SELECTED EXCERPT
————————

Gray-Philosophy said:
CrystalShadow said:
. . .
This... Is not a very reliable test in some ways.
For a fast-moving object, shown at a 'framerate' higher than our eyes can percieve, motion blur will be automatic. (For the same reason that the analog image of a real-world object will be blurred)
Even if we can't tell two adjacent frames apart, our eyes will blur them together automatically, creating motion blur where there otherwise wasn't any.
. . .
This is not entirely accurate, as far as I have learnt at least.
The average human eye is able to register about the equivalent of 24 FPS of movement. Our brain then automatically blurs out the image to adjust for any "missing frames", this is true.
However, this only applies to physical objects since light has to travel from a light source, to the object, reflect off its surface and into our eyes, where it is then processed by our brain.
Animations on a screen works differently from looking at moving physical objects though, and is not subject to the 24 "FPS" limitation and motion blur. The reason we can tell the difference in FPS in games and such is because there is no actual motion going on, the images on the screen are produced by still light being projected straight at us rather than light reflecting off a moving physical object.
Similarly, if we were to look at a moving light source we would likely be able to "track its movement" at a higher "FPS" than 24, because we're processing projected light straight from the source, and not reflected light.
Detecting differences up to and beyond the 60 FPS mark probably has a lot to do with adaptation though, explaining why some just don't see the difference and some do. It is entirely possible though, even up to and beyond 120 FPS.
I'm saying this based on the results of experimenting with the program the OP linked, more so than anything else.
It was a simplification, not an attempt to be 100% accurate with every little detail.
But let's consider a few cases based on the actual science, if you like.
We have a limit to what we can consciously perceive, which most tests have determined to be a change of 1 frame in 30.
But our eyes don't really have a 'framerate', they operate continuously (there's other consequences of the chemical process involved, such as exposure to bright light can temporarily render individual receptors effectively blind, but that's not directly relevant.)
Where the 'real world' is involved, objects are in continuous motion, and giving off light the whole time.
If an object moves too fast for us to perceive clearly, since we never stop receiving light, the result is a blur over a large region.
When we look at old-fashioned film stock, this is being projected at 24 fps, but it takes physical time for the projector to advance the frame. Typically, what the projector does is blank the frame during the transition (with a physical barrier.)
This makes each frame a distinct thing with a blank (dark) period during the transition.
But since people can typically identify what's going on at such low framerates, there's no blur to it, and we may even be able to spot the 'blank' period (causing the image to flicker)
Newer film projectors play a little psychological trick here though. The film stock used is still only 24 fps, but rather than blank it on the transition, the frame is shown, blanked, then the same frame is shown again, before blanking a second time and transitioning to the next. This makes the 'blank' periods shorter, and created an effective framerate in some sense of 48 fps... But the film is still only 24 fps, so you can still pick up on individual frames. What it has done, is make the apparent flickering go away.
(A film of a real-world scene will probably contain motion blur on the film frames itself, owing to how a film camera functions, but that's another issue)
Still, 24 fps is too low to be saying anything about motion blur.
But to describe the effects of computer displays at high framerates requires considering what kind of technology the display uses.

————————

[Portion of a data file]
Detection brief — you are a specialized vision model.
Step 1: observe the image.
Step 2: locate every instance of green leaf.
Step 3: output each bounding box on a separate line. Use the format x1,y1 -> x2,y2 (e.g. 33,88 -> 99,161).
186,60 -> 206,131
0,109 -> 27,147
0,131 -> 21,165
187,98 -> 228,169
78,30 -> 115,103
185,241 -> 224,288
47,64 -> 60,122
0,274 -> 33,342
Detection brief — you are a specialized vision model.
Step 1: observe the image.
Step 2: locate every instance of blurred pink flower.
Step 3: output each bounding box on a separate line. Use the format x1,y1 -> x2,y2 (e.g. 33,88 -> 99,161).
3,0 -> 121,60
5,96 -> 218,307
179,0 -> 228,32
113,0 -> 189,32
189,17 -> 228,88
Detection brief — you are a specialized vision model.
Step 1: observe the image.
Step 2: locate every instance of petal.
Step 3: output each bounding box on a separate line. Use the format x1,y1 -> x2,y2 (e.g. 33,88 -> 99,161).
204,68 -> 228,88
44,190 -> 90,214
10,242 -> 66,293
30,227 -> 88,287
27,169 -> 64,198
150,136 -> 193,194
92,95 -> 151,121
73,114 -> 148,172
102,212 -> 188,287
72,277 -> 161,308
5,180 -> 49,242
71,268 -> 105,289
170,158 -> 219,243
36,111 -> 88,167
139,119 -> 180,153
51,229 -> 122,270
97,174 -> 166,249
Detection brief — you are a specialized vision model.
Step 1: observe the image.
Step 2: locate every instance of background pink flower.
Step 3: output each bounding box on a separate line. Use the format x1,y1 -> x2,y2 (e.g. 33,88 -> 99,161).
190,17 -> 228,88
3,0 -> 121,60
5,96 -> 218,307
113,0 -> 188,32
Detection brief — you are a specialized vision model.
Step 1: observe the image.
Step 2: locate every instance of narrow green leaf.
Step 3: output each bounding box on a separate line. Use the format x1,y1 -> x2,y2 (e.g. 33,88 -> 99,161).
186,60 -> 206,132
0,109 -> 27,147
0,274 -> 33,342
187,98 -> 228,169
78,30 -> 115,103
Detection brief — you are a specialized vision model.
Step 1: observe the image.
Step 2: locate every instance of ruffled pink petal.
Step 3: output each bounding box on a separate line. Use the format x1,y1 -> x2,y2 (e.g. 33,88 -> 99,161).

————————

SHORT EXERCISE 1
In the forum thread on framerate perception, what limit have most tests found for what we can consciously perceive?
SHORT EXERCISE 2
Rewrite the paragraph of the framerate thread that begins "Newer film projectors play a little psychological trick" as a short list that keeps its main facts.
SHORT EXERCISE 3
Carry on the forum thread on framerate perception from the point where it stops.

RESPONSE 1
A change of 1 frame in 30.

RESPONSE 2
- Newer projectors still use film stock at only 24 fps.
- Instead of blanking once at each transition, they show a frame, blank it, show the same frame again, and blank it a second time before moving to the next frame.
- This shortens the blank periods and gives an effective framerate of 48 fps in some sense.
- Because the film is still 24 fps, individual frames can still be picked up.
- The result is that the apparent flickering goes away.

RESPONSE 3
Consider old-fashioned television broadcasts, and the old style CRT televisions for a moment.
These displayed either a 50 hz or 60 hz interlaced signal (depending on the TV standard used)
Does this cause the eye to create motion blur?
Well, here, the display itself confuses the issue greatly.
What a CRT display does is scan an electron beam across a screen of phosphors. The phosphor glows, and this glow takes a while to decay. Only one point is actually being scanned at any one moment, and the 'framerate' is simply a measure of how often the display can draw a complete frame. It is at pretty much no point however, NOT updating the display.
At any given point it almost always partway through drawing a frame, but the phosphors glow for long enough to make this imperceptible.
TV's were interlaced displays though, which means they scan one set of lines on one frame, and the alternate lines on the next. While this seems like it would leave gaps, in reality it blurs the two adjacent frames together, (typically the phosphors activated by the first frame are still glowing somewhat for the second.)
This innately blurs two adjacent frames together.
At no point is the display not giving off light, but of course, the image does transition in a way that doesn't resemble the real world. (The transition isn't instant, and happens at a single point scanning across the image)
For non-interlaced displays of course, this direct blurring of two frames doesn't happen, but phosphor decay rates still imply adjacent frames inherently blur together a bit.
But... Who still uses CRT displays, right?
Well, LCD's are a lot worse. 'Framerates' are an even more ambigious concept on an LCD, because it takes time for a pixel to transition from one state to another.
On top of that, the time taken varies (but not in a straight-forward linear manner) depending on what kind of transition it is... Going from pure white to pure black takes a different amount of time to going from an intermediate shade to another intermediate shade.
On old LCD's this was VERY obvious, leading to what was called a 'ghosting' effect, which bears some resemblance to motion blurring effects, but tended to be very irritating more so than anything else.
It's worth noting that LCD displays also scan the image one pixel at a time from the top-left, to bottom-right. This method of updating the display is what can create the tearing effect if a game is rendering frames faster than the display can show them. (The display will be part-way through drawing a frame, then suddenly the content of the frame buffer changes, and the rest of what's drawn is the next frame.)
There is actually no technical reason for an LCD display to update this way, it's merely a legacy of them being built on top of display systems designed for CRT monitors, but that's the way it works.
The main consequence here is if the 'framerate' being shown is very close to the limits of the LCD (which is most of the time, because why run a display at much less than what it's capable of), there will, again, be some blurring of adjacent frames due to the time it takes to transition any individual pixel.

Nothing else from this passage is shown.